[TO DO]:
Convert the entries into a Markdown table with a row number in the Row column and the line itself in the Text column, leaving out blank lines.

[THE INPUT]:
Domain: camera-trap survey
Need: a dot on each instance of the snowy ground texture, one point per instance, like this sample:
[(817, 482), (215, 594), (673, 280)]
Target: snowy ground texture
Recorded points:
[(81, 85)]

[OUTPUT BELOW]:
| Row | Text |
|---|---|
| 1 | Domain: camera-trap survey |
| 2 | Need: a dot on each instance of the snowy ground texture, one point per instance, like this sample: |
| 3 | [(817, 482), (215, 594), (673, 280)] |
| 4 | Target: snowy ground texture |
| 5 | Recorded points: |
| 6 | [(81, 85)] |